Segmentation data
══════

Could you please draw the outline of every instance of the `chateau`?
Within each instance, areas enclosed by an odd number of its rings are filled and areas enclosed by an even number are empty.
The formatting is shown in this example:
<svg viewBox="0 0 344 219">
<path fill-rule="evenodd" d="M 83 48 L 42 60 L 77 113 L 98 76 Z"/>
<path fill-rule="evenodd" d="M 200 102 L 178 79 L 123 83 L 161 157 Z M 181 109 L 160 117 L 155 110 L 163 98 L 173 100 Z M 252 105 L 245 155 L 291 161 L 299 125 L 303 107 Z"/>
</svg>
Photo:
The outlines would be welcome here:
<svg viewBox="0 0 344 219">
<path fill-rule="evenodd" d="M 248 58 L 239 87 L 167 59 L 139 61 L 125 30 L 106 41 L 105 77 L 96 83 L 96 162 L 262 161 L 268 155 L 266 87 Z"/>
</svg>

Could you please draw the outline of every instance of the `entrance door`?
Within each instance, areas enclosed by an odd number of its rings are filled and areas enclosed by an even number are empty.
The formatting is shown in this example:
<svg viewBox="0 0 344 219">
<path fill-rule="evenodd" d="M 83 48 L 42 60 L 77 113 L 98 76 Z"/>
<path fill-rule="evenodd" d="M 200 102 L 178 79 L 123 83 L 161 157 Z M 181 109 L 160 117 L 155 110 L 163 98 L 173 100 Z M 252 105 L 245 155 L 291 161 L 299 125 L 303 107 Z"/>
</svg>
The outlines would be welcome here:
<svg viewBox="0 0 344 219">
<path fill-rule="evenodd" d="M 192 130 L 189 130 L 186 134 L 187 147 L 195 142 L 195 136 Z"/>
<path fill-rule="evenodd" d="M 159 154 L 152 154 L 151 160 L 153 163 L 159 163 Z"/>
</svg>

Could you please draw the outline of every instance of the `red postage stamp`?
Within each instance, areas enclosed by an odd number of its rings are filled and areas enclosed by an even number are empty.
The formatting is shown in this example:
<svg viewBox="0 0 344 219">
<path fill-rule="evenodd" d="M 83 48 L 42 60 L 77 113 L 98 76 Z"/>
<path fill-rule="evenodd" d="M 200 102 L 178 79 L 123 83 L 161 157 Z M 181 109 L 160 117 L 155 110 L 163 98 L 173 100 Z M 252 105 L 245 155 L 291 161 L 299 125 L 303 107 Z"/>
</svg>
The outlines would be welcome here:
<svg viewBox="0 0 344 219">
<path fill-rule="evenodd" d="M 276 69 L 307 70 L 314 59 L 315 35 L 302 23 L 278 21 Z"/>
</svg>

══════

● EXERCISE INSTRUCTIONS:
Faithfully reproduce all of the records, character for character.

● FULL ANSWER:
Could you please draw the outline of every instance of the `chateau`?
Within each instance, areas enclosed by an odd number of its rings are filled and areas enclosed by an even number are empty.
The formatting is shown in this example:
<svg viewBox="0 0 344 219">
<path fill-rule="evenodd" d="M 83 48 L 42 60 L 77 113 L 98 76 Z"/>
<path fill-rule="evenodd" d="M 200 102 L 178 79 L 123 83 L 161 157 Z M 181 109 L 160 117 L 155 110 L 163 98 L 173 100 Z M 252 105 L 245 155 L 291 161 L 299 125 L 303 107 Z"/>
</svg>
Photo:
The outlines would be welcome here:
<svg viewBox="0 0 344 219">
<path fill-rule="evenodd" d="M 248 58 L 239 87 L 167 59 L 139 61 L 125 30 L 106 41 L 105 77 L 96 83 L 96 162 L 262 161 L 268 155 L 266 87 Z"/>
</svg>

Could you please draw the outline of every instance of the `entrance door`?
Within each instance, areas enclosed by an odd number of its rings are filled and areas enclosed by an even number are empty.
The formatting is shown in this example:
<svg viewBox="0 0 344 219">
<path fill-rule="evenodd" d="M 83 48 L 42 60 L 77 113 L 98 76 Z"/>
<path fill-rule="evenodd" d="M 200 102 L 178 79 L 123 83 L 161 157 Z M 181 109 L 160 117 L 155 110 L 163 98 L 173 100 Z M 252 105 L 245 155 L 291 161 L 299 125 L 303 107 Z"/>
</svg>
The outlines would be welcome here:
<svg viewBox="0 0 344 219">
<path fill-rule="evenodd" d="M 192 130 L 189 130 L 186 134 L 187 147 L 195 142 L 195 136 Z"/>
<path fill-rule="evenodd" d="M 159 154 L 152 154 L 151 160 L 153 163 L 159 163 Z"/>
</svg>

Could you please draw the outline of every instance of the `red postage stamp`?
Within each instance, areas enclosed by an odd number of its rings are filled and areas enclosed by an even number are empty.
The formatting is shown in this example:
<svg viewBox="0 0 344 219">
<path fill-rule="evenodd" d="M 83 48 L 42 60 L 77 113 L 98 76 Z"/>
<path fill-rule="evenodd" d="M 200 102 L 178 79 L 123 83 L 161 157 Z M 181 109 L 160 117 L 155 110 L 163 98 L 173 100 Z M 252 105 L 245 155 L 291 161 L 299 125 L 303 107 Z"/>
</svg>
The outlines would be welcome here:
<svg viewBox="0 0 344 219">
<path fill-rule="evenodd" d="M 276 69 L 307 70 L 314 59 L 315 35 L 302 23 L 278 21 Z"/>
</svg>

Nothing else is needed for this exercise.